Quoted passage =>
Ignorance is Bliss
A couple of especially depressing news items caught my attention yesterday (September 17, 2020). Apparently , a new survey has found almost two-thirds of young American adults do not know that 6 million Jews were killed during the Holocaust, and more than one in 10 believe Jews actually caused the Holocaust.
The next news item I read reported on a ‘town hall’ held by Donald Trump in which he spoke, in relation of the Covid-10 pandemic, of ‘herd mentality’. What Trump actually meant, of course, was ‘herd immunity’. But he hadn’t just made a slip of the tongue, because he used the same phrase three times.
Ignorance is lack of knowledge, information, education, or awareness. Today, the problem is not so much access to information, but discrimination, or what we do with all the information at our fingertips. In fact, paradoxically, there seems to be a direct relationship between high levels of accessible information and high levels of ignorance.
Research shows that lack of knowledge often does not motivate an increased, unbiased search for information.[1] This is because the brain's reward circuitry selectively treats an opportunity to gain knowledge about future favorable outcomes, but not unfavorable outcomes. In a nutshell, people seek information that will create positive beliefs, and avoid information that creates negative beliefs. People who feel uninformed or unable to understand important social issues do not therefore seek more information. Instead, they depend on what the government says, which is usually positive. This obviously increases their faith in the government. Consequently, this increases the desire to avoid learning about a relevant issue, when the information is likely to be negative.

Stored data =>
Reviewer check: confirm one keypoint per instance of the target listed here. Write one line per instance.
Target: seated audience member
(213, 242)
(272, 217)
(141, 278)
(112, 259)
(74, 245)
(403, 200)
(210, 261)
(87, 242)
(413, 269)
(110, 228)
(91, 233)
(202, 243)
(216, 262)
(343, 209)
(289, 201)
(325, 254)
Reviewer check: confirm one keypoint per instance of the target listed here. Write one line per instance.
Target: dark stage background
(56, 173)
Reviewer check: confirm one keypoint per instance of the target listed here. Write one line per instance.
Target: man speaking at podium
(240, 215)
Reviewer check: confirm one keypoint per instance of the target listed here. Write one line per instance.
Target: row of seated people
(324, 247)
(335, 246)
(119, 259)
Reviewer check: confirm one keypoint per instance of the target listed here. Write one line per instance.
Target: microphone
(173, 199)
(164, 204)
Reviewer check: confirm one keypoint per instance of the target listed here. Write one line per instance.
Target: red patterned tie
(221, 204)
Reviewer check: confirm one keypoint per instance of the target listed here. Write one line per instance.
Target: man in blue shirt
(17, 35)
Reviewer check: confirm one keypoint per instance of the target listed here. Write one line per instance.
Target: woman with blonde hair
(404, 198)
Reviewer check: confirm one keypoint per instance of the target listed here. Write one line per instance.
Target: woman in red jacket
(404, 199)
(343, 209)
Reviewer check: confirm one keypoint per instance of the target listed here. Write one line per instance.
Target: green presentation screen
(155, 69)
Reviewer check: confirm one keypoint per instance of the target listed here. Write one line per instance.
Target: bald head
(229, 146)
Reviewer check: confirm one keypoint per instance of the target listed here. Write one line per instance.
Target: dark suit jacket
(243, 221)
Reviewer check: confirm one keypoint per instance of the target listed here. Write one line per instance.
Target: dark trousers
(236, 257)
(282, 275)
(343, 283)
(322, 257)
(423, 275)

==

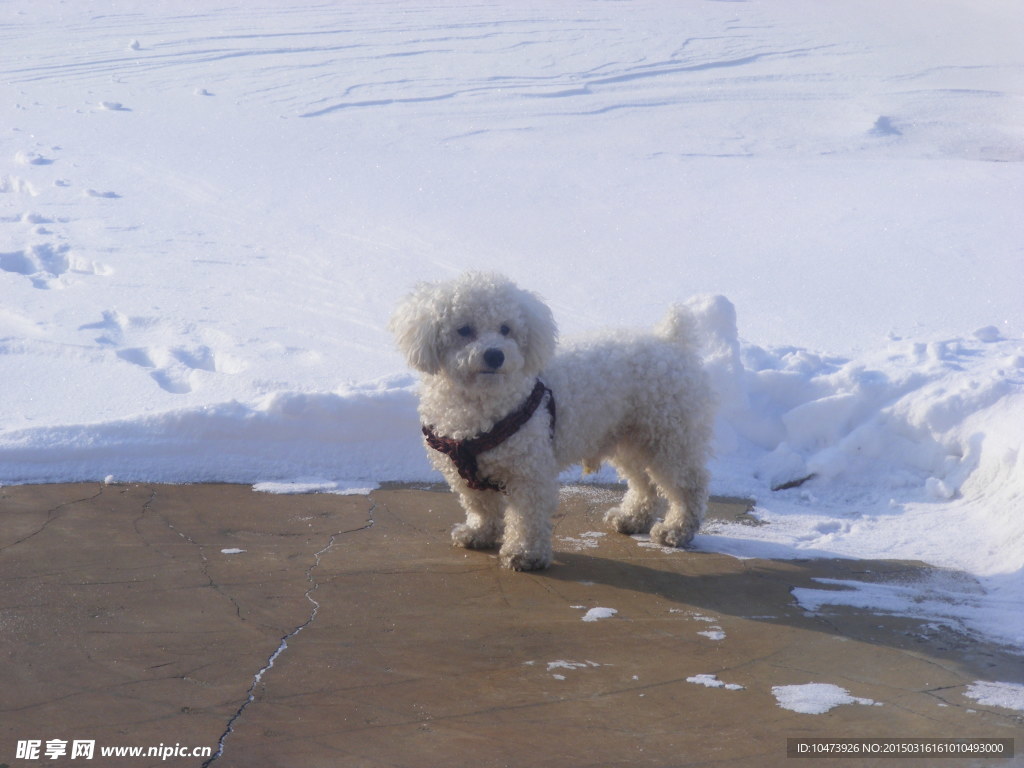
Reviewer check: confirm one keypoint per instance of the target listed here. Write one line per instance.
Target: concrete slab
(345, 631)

---

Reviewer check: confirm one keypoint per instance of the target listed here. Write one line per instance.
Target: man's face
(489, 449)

Explore the material =>
• a. Name everything the essay on ignorance gives in its definition of what ignorance is a lack of.
• b. Reproduce the stretch of the essay on ignorance from "Ignorance is Bliss" through "phrase three times.", word for word.

Solution set =>
• a. knowledge, information, education, awareness

• b.
Ignorance is Bliss
A couple of especially depressing news items caught my attention yesterday (September 17, 2020). Apparently , a new survey has found almost two-thirds of young American adults do not know that 6 million Jews were killed during the Holocaust, and more than one in 10 believe Jews actually caused the Holocaust.
The next news item I read reported on a ‘town hall’ held by Donald Trump in which he spoke, in relation of the Covid-10 pandemic, of ‘herd mentality’. What Trump actually meant, of course, was ‘herd immunity’. But he hadn’t just made a slip of the tongue, because he used the same phrase three times.